● **AIM**
In the listing below, copy out word for word the stretch from the line containing "Where can you see the green tiled" through the end of the listing.

Records of labeled points
+++++

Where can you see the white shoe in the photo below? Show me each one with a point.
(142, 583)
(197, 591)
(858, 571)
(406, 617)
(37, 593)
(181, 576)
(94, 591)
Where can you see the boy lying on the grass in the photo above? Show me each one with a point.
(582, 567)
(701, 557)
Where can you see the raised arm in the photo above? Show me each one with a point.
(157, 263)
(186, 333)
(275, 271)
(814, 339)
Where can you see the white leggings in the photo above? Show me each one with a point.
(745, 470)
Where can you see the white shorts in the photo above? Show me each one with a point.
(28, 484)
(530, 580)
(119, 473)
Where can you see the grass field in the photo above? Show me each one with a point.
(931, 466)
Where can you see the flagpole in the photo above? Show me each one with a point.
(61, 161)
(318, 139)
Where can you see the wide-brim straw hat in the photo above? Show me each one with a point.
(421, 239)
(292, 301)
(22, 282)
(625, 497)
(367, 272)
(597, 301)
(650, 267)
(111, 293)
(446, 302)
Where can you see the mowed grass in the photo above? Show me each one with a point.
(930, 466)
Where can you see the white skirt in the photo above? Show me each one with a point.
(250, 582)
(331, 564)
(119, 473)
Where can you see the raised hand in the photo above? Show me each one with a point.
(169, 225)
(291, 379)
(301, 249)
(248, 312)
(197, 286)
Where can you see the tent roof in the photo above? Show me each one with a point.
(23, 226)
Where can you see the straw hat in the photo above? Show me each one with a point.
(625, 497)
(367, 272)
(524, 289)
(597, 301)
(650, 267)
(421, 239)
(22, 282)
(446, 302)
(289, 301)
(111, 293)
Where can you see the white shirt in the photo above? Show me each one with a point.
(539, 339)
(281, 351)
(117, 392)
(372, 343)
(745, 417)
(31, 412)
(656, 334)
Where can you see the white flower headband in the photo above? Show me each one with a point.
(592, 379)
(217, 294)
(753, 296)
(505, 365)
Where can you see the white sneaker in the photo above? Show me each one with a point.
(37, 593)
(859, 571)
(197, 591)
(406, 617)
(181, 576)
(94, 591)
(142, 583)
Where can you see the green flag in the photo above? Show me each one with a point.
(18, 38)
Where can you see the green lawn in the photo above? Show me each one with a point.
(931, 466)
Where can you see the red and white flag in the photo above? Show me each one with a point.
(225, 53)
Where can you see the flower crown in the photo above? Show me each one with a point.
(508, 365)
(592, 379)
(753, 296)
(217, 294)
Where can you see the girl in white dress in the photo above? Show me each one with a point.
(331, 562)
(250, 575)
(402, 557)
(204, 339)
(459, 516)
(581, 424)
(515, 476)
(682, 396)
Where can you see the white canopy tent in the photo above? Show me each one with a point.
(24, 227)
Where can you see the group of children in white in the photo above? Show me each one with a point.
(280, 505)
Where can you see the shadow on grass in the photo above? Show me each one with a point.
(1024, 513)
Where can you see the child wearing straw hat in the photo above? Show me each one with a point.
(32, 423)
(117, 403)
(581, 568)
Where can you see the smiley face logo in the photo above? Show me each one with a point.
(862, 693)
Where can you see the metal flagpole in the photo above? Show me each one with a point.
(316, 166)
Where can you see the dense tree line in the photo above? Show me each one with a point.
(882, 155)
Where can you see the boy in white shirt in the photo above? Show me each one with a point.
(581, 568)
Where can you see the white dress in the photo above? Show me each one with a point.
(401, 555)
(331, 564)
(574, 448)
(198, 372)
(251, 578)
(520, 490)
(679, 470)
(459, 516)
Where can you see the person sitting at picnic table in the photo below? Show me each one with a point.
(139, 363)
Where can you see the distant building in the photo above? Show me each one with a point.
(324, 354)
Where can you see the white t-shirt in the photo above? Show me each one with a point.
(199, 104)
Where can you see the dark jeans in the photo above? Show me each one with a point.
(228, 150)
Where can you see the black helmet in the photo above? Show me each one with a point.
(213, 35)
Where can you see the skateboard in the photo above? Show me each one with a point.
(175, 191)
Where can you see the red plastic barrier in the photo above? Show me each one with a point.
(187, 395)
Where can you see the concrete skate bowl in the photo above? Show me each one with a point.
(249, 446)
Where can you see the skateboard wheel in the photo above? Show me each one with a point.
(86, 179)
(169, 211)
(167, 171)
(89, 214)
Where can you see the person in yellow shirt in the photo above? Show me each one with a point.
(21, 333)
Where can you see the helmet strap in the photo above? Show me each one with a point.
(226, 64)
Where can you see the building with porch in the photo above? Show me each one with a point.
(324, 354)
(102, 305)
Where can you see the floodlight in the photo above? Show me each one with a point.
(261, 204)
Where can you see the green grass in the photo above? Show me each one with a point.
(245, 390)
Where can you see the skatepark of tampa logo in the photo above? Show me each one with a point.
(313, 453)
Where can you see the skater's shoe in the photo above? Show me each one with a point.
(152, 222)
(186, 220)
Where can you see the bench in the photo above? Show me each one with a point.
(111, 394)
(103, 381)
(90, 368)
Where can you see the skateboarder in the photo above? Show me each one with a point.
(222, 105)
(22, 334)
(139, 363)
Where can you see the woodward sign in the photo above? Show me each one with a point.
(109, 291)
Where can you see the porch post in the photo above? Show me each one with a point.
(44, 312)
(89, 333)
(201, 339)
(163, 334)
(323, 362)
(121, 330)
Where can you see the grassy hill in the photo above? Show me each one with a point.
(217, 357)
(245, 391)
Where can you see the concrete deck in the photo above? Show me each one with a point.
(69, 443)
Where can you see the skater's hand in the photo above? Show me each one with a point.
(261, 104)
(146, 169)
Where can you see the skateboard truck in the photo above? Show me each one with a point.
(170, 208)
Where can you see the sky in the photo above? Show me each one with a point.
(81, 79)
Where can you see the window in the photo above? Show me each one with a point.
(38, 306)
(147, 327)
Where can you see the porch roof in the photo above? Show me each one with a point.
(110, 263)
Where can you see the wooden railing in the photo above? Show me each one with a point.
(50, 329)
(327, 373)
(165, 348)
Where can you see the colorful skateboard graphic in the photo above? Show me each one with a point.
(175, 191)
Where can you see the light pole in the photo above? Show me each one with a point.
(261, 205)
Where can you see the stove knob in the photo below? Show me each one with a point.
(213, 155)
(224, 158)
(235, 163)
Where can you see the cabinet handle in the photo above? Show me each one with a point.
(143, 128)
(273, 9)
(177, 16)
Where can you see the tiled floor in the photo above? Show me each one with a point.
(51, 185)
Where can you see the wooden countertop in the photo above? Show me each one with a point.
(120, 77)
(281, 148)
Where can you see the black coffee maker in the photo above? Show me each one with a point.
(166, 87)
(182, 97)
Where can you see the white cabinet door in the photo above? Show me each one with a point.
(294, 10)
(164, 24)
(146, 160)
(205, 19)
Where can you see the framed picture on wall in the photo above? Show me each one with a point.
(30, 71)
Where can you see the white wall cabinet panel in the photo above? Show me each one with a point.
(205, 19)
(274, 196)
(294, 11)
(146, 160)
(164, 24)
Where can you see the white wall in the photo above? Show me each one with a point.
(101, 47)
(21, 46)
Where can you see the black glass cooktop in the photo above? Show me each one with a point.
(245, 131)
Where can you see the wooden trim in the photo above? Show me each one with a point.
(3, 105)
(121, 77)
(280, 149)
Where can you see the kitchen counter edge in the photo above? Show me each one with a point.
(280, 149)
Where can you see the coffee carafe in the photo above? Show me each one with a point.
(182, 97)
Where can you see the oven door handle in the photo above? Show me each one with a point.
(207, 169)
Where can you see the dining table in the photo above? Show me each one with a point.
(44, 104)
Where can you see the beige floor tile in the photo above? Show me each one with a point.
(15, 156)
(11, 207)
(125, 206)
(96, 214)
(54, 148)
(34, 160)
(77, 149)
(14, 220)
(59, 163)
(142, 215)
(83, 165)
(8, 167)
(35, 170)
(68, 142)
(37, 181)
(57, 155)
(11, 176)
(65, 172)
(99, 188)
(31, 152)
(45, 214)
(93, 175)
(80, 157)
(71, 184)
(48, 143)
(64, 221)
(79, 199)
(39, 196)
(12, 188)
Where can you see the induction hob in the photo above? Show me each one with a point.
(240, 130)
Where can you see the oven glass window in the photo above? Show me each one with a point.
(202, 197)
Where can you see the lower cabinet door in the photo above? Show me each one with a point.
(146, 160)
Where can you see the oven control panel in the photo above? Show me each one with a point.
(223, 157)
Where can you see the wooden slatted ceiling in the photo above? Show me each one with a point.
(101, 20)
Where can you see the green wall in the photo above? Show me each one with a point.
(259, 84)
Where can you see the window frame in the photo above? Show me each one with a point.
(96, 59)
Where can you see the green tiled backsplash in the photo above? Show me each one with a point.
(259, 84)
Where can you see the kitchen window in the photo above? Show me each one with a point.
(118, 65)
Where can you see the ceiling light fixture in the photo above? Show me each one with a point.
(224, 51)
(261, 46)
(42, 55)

+++++

● **OUTPUT OF THE EXERCISE**
Where can you see the green tiled backsplash in the photo above? Show me each one with a point.
(259, 84)
Where can you see the kitchen window in the photo above? Show me each one with a point.
(118, 65)
Where can you see the ceiling light fixture in the photo above? Show me each one with a point.
(224, 51)
(261, 46)
(42, 55)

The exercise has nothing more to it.